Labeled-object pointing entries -
▼
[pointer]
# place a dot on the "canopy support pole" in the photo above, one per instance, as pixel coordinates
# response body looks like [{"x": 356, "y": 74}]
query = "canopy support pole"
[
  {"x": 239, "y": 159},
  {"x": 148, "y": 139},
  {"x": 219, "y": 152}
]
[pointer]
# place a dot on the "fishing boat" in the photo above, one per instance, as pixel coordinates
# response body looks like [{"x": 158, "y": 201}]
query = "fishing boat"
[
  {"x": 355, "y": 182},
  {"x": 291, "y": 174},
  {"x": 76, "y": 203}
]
▲
▼
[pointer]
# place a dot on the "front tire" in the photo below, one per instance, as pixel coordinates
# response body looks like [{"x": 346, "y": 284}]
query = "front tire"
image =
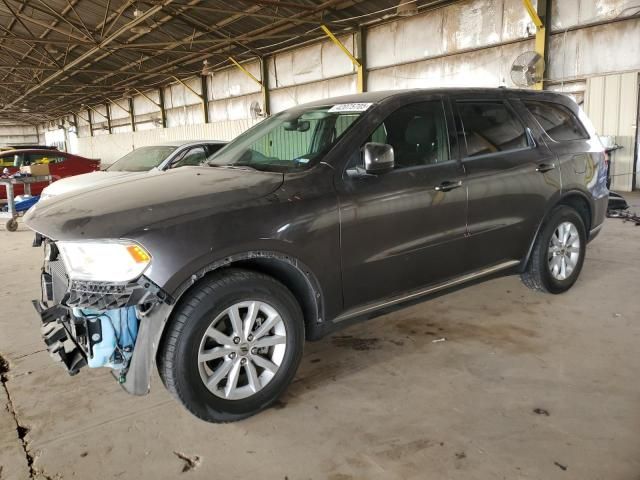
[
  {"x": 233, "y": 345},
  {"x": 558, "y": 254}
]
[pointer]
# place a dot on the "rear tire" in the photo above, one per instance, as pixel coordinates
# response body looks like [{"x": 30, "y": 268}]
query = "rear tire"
▲
WHAT IS EXPECTED - How many lines in the records above contain the string "query"? Give only the number.

OUTPUT FOR THIS EXERCISE - 4